AUFGABE →
Stimmen die folgenden Aussagen mit dem Textauszug zur Ausbildungsduldung überein? Beantworten Sie jede mit Ja oder Nein und belegen Sie sie mit den entscheidenden Worten des Textauszugs als wörtlichem Zitat.
1. Geflüchtete dürfen eine während des Asylverfahrens begonnene Ausbildung nur fortsetzen, wenn ihr Asylantrag erfolgreich ist.
2. Nach erfolgreichem Abschluss der Ausbildung kann eine Arbeitserlaubnis für zwei weitere Jahre erteilt werden.
3. Die bisherige Ausbildungsduldung wird in einen regulären Aufenthaltstitel umgewandelt.

Weiter wird die bisherige Ausbildungsduldung in einen regulären Aufenthaltstitel umgewandelt. Damit wird ebenfalls eine Anregung des DEHOGA für eine bessere Integration von Geflüchteten aufgegriffen. Geflüchtete, die während des Asylverfahrens eine Ausbildung aufgenommen haben, dürfen diese fortsetzen, auch wenn der Asylantrag nicht erfolgreich ist. Wenn die Ausbildung erfolgreich abgeschlossen wird, kann für zwei weitere Jahre eine Arbeitserlaubnis erteilt werden. Damit kann das Potenzial dieser bereits hier lebenden Menschen für den Arbeitsmarkt genutzt werden; die Planungssicherheit für den Arbeitgeber und Beschäftigte wird verbessert.

VERFÜGBARES MATERIAL →

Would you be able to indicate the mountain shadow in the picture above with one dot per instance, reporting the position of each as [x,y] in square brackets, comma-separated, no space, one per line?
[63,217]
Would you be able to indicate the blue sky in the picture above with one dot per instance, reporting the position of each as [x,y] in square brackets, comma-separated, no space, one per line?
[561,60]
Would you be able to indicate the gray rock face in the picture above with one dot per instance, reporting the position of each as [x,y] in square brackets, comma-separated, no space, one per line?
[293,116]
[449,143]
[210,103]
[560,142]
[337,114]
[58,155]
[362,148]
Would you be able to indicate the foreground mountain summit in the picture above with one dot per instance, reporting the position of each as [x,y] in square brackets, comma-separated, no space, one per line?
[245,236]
--
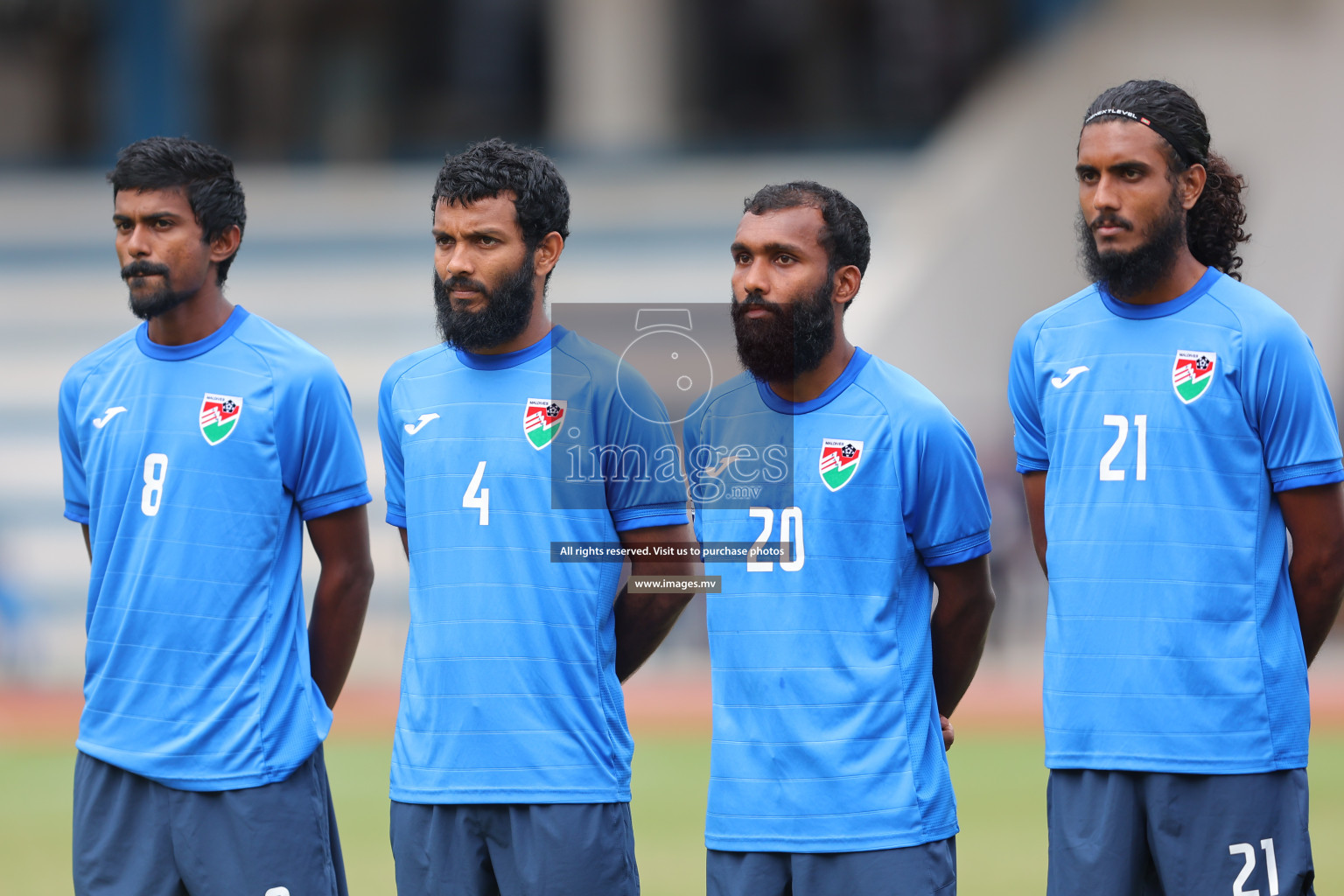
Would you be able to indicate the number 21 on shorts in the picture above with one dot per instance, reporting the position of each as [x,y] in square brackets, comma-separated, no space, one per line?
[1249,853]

SCHRIFTLICHE ANTWORT →
1. Nein: „dürfen diese fortsetzen, auch wenn der Asylantrag nicht erfolgreich ist“
2. Ja: „kann für zwei weitere Jahre eine Arbeitserlaubnis erteilt werden“
3. Ja: „die bisherige Ausbildungsduldung in einen regulären Aufenthaltstitel umgewandelt“